Would you return the entries below word for word?
==== Available data
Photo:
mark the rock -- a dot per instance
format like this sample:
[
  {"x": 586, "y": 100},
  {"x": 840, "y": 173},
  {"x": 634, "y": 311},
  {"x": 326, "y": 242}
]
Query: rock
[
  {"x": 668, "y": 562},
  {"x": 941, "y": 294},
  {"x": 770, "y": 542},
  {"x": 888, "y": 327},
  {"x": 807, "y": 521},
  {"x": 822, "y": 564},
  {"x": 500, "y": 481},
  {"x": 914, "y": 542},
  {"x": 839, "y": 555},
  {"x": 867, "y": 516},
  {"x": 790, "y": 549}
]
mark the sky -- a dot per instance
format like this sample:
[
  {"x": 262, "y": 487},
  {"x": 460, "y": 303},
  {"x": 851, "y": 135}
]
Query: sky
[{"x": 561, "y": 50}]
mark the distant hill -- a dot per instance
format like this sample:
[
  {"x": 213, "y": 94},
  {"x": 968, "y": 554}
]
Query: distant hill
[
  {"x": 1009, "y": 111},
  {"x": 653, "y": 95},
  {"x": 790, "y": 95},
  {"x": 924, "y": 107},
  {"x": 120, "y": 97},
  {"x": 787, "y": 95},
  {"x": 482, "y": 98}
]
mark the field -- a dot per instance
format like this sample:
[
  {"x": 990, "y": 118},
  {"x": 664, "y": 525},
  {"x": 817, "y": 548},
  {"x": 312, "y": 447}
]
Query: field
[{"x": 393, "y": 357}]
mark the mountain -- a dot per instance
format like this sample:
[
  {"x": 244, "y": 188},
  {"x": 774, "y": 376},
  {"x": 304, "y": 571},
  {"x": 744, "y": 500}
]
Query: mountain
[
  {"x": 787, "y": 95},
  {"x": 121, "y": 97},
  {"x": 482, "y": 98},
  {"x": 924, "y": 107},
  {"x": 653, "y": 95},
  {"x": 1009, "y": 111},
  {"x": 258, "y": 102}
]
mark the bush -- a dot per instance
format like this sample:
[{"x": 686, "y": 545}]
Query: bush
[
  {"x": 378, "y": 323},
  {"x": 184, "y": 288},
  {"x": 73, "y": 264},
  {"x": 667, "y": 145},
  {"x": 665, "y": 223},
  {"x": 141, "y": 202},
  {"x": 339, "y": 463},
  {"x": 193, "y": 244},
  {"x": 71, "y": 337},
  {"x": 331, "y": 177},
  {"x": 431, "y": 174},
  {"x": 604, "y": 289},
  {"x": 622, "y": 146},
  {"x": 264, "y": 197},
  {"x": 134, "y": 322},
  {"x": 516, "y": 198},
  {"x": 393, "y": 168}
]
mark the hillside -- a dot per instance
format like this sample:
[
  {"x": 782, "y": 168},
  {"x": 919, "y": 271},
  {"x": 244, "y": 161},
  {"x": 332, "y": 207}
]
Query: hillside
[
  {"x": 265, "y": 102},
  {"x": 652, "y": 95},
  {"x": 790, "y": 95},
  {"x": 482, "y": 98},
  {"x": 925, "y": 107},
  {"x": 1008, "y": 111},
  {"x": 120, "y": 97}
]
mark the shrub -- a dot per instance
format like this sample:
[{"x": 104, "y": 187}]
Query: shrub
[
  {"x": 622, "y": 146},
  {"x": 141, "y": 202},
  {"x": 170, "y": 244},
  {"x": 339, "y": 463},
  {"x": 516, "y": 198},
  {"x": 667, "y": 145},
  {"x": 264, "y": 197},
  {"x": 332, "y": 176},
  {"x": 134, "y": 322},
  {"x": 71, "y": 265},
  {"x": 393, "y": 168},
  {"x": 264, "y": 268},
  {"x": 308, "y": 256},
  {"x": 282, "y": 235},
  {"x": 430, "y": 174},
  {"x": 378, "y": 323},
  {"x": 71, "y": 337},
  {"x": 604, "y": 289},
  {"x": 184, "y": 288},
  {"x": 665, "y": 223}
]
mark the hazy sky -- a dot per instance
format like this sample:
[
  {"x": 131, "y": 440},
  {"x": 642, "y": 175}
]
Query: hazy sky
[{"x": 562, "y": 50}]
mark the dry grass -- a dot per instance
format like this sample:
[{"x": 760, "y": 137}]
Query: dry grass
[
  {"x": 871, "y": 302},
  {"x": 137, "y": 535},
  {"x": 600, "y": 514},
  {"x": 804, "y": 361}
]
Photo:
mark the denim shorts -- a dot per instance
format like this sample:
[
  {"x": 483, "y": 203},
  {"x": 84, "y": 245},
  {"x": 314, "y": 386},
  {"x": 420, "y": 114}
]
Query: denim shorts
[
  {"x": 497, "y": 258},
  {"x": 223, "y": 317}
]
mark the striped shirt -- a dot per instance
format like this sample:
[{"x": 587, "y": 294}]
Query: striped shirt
========
# Task result
Photo:
mark the rock -- a dot per instance
format like this sample:
[
  {"x": 586, "y": 100},
  {"x": 840, "y": 173},
  {"x": 634, "y": 311},
  {"x": 326, "y": 242}
]
Query: rock
[
  {"x": 668, "y": 562},
  {"x": 941, "y": 294},
  {"x": 770, "y": 542},
  {"x": 888, "y": 327},
  {"x": 807, "y": 521},
  {"x": 822, "y": 564},
  {"x": 500, "y": 481},
  {"x": 914, "y": 542},
  {"x": 839, "y": 555},
  {"x": 867, "y": 516},
  {"x": 790, "y": 549}
]
mark the sky -- a dot per instance
format like this sample:
[
  {"x": 262, "y": 487},
  {"x": 460, "y": 303},
  {"x": 851, "y": 135}
]
Query: sky
[{"x": 561, "y": 50}]
mark the distant hill -- a dot per instance
format like this sample:
[
  {"x": 213, "y": 94},
  {"x": 968, "y": 554}
]
Query: distant hill
[
  {"x": 1009, "y": 111},
  {"x": 653, "y": 95},
  {"x": 790, "y": 95},
  {"x": 924, "y": 107},
  {"x": 120, "y": 97},
  {"x": 787, "y": 95},
  {"x": 482, "y": 98}
]
mark the field -- a dot per instance
format like this sample:
[
  {"x": 990, "y": 118},
  {"x": 664, "y": 525},
  {"x": 817, "y": 548},
  {"x": 312, "y": 447}
]
Query: field
[{"x": 393, "y": 357}]
mark the mountain -- a dot per instance
format like this sample:
[
  {"x": 244, "y": 188},
  {"x": 774, "y": 376},
  {"x": 304, "y": 571},
  {"x": 744, "y": 500}
]
Query: mountain
[
  {"x": 787, "y": 95},
  {"x": 121, "y": 97},
  {"x": 482, "y": 98},
  {"x": 924, "y": 107},
  {"x": 653, "y": 95},
  {"x": 1009, "y": 111},
  {"x": 258, "y": 102}
]
mark the bush -- a dot per instance
format like this sample:
[{"x": 686, "y": 545}]
Query: bush
[
  {"x": 378, "y": 323},
  {"x": 184, "y": 288},
  {"x": 73, "y": 264},
  {"x": 667, "y": 145},
  {"x": 665, "y": 223},
  {"x": 141, "y": 202},
  {"x": 339, "y": 463},
  {"x": 193, "y": 244},
  {"x": 71, "y": 337},
  {"x": 331, "y": 177},
  {"x": 431, "y": 174},
  {"x": 604, "y": 289},
  {"x": 622, "y": 146},
  {"x": 264, "y": 197},
  {"x": 134, "y": 322},
  {"x": 516, "y": 198},
  {"x": 393, "y": 168}
]
mark the hillside -- a dot per instance
format like this sample:
[
  {"x": 782, "y": 168},
  {"x": 919, "y": 271},
  {"x": 244, "y": 161},
  {"x": 332, "y": 207}
]
Query: hillside
[
  {"x": 265, "y": 102},
  {"x": 652, "y": 95},
  {"x": 790, "y": 95},
  {"x": 482, "y": 98},
  {"x": 925, "y": 107},
  {"x": 1008, "y": 111},
  {"x": 120, "y": 97}
]
mark the shrub -- a dot per instance
format like this sample:
[{"x": 104, "y": 187}]
Query: shrub
[
  {"x": 622, "y": 146},
  {"x": 141, "y": 202},
  {"x": 170, "y": 244},
  {"x": 339, "y": 463},
  {"x": 516, "y": 198},
  {"x": 667, "y": 145},
  {"x": 264, "y": 197},
  {"x": 332, "y": 176},
  {"x": 134, "y": 322},
  {"x": 71, "y": 265},
  {"x": 393, "y": 168},
  {"x": 264, "y": 268},
  {"x": 308, "y": 256},
  {"x": 282, "y": 235},
  {"x": 430, "y": 174},
  {"x": 378, "y": 323},
  {"x": 71, "y": 337},
  {"x": 604, "y": 289},
  {"x": 184, "y": 288},
  {"x": 665, "y": 223}
]
mark the hazy sky -- a dot per instance
format like this sample:
[
  {"x": 131, "y": 440},
  {"x": 642, "y": 175}
]
Query: hazy sky
[{"x": 562, "y": 50}]
mark the dry grass -- a dot per instance
format like this sample:
[{"x": 760, "y": 137}]
Query: dry grass
[
  {"x": 871, "y": 302},
  {"x": 137, "y": 535},
  {"x": 600, "y": 514},
  {"x": 804, "y": 361}
]
Photo:
mark the denim shorts -- a dot per instance
format like this sample:
[
  {"x": 483, "y": 203},
  {"x": 84, "y": 245},
  {"x": 314, "y": 386},
  {"x": 420, "y": 114}
]
Query: denim shorts
[
  {"x": 497, "y": 258},
  {"x": 223, "y": 317}
]
mark the striped shirt -- a dot per instance
format like this sample:
[{"x": 587, "y": 294}]
Query: striped shirt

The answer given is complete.